> _Extract provided_:
>>>>>
- The above code implements the Skip-gram model from this paper. The main idea is to form word vector representations without losing the semantic information and relationships amongst various words.
- This is achieved by mapping the words to a higher dimensional space. As a final observation it seems that similarities between words seem to be encoded in the vector difference between the words.
- I've also included a word embedding visualization to visualize the output of this project.
- Tensorflow
- Numpy
- tqdm Install dependencies using
pip install <package name>
Words -> Convert to vector embeddings -> feed into the model -> calculate loss -> backprpagate error -> update vector embeddings
- What you see, are the word vector embeddings, with the blue spheres representing indivisual words reduced down from 128-D space to 3-D space for visualization
- Notice how they have begun to form clusters, with semantically similar words(occuring in the same context) coming closer together and dissimilar words going far away from each other.
- I haven't incuded the word tags in this picture to keep the visualization clean. But they can be easily seen on tensorboard.
- As defined by Christopher Olah, word embedding is a parameterized function whaich maps words in some given language, to higher dimensional vectors. And this fucntion is defined by the
embedding matrix
. - Our network cannot and does not deal with strings during training, for this reason, before we pass the words through our network, we have to convert them into numbers of some form(not just plain numbers).
- Converting the words into plain integers to pass them for training is of no use for 2 reasons
- The integer associated with each word will vary in magnitude(in a random way, rendering it semantically senseless).
<<<<<
> _Given exercise_:
Continue the Skip-gram word embedding write-up from its final sentence, going on with the second reason why plain integers are of no use for training.

> _Data excerpt_:
>>>>>
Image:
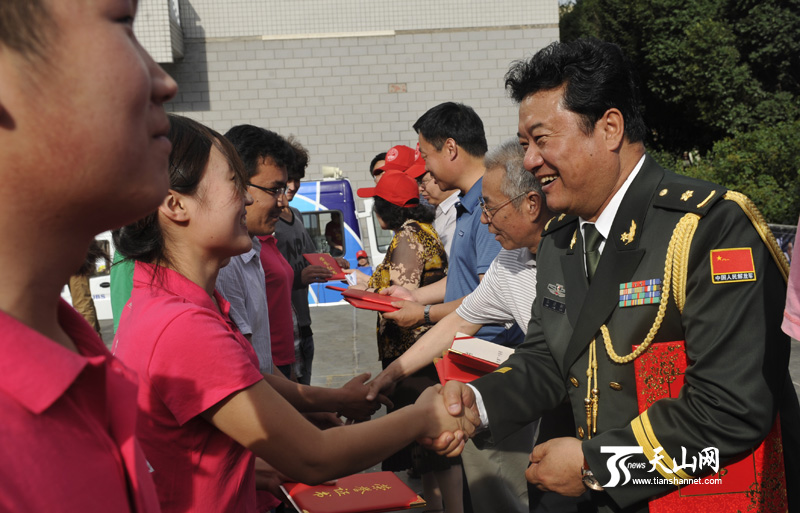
<<<<<
> _Final answer_:
- Choosing single integers for indivisual word would not capture the relationships amongst words having similar meaning, as there is no way to encode the similarity within the embeddings as for a given word vector, there will be a single
1
and the rest of the values in that vector will be0
.
- Our second option is to use one-hot encodings to represent inivisual words. But this approach fails to properly represent the words occuring in similar contexts.
- So finally, we arrive at word vector embeddings. These vector embeddings are multi-dimensional representations of indivisual words. To make it less scary, word embeddings are simple statistical representations of words, in which a single word can be represented by a single vector, for example, a vector(or embedding) of size 128(aka 128-D embedding).
- We use vector embeddings for representing words as they are really good at capturing relationships between similar words or words occuring in similar contexts. And they are surprisingly good at capturing relationships between words, which wouldn't occur to humans normally.
- So we eventually want to train this vector representation aka
embedding_matrix
of words to represent words and relationships between words more accurately, such that words meaning the same thing or occuring in the same context can be found closer to each other in multi-dimensional space. - Here is a mode in-depth dissection of the essence of word vector embeddings.
A simple abstract visualization of the skip Gram model.
- By this time we have the understanding of word embeddings on point. Now, we want to train our Word2Vec model to produce good vector representations for words.
- There are some issues with "standard" neural networks, when it comes to learning word vectors.
- There are 2 primary models which help us solve this and achieve our target:
- The continuous bag of words model(aka CBOW)
- The skip gram model(here i'll be focusing on this model)
- Given a huge corpus of text, which is the converted to tokens(words), the basic job of the skip gram model is to predict a context word(target word), given a center word.
- Here's an example to explain this better. Consider the sentence "I love to eat food", for this sentence, given the center word is "love", we can safely say that the words "I", "to", "eat" and "food" are context words, which occur in the same "context" as the word "love".
- So, we want to train a model to get good at finding vector representations of context words given the center words.
- As the skip gram model learns embeddings for words, similar words tend to have similar embeddings. Also these similar words are seperated by smaller distances in multi-dimensional space.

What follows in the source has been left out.